OPGAVE:
Kun je de regels vanaf de allereerste tot en met de regel met "box: [841, 0, 938, 102]" weergeven als genummerde lijst, zonder lege regels?
____________________
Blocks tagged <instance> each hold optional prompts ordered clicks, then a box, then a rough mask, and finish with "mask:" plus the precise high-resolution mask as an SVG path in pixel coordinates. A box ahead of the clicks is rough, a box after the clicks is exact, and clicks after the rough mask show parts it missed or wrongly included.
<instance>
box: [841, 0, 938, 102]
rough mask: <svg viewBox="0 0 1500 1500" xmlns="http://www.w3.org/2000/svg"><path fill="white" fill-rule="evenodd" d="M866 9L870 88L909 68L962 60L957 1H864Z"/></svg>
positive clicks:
____________________
ANTWOORD:
1. Blocks tagged <instance> each hold optional prompts ordered clicks, then a box, then a rough mask, and finish with "mask:" plus the precise high-resolution mask as an SVG path in pixel coordinates. A box ahead of the clicks is rough, a box after the clicks is exact, and clicks after the rough mask show parts it missed or wrongly included.
2. <instance>
3. box: [841, 0, 938, 102]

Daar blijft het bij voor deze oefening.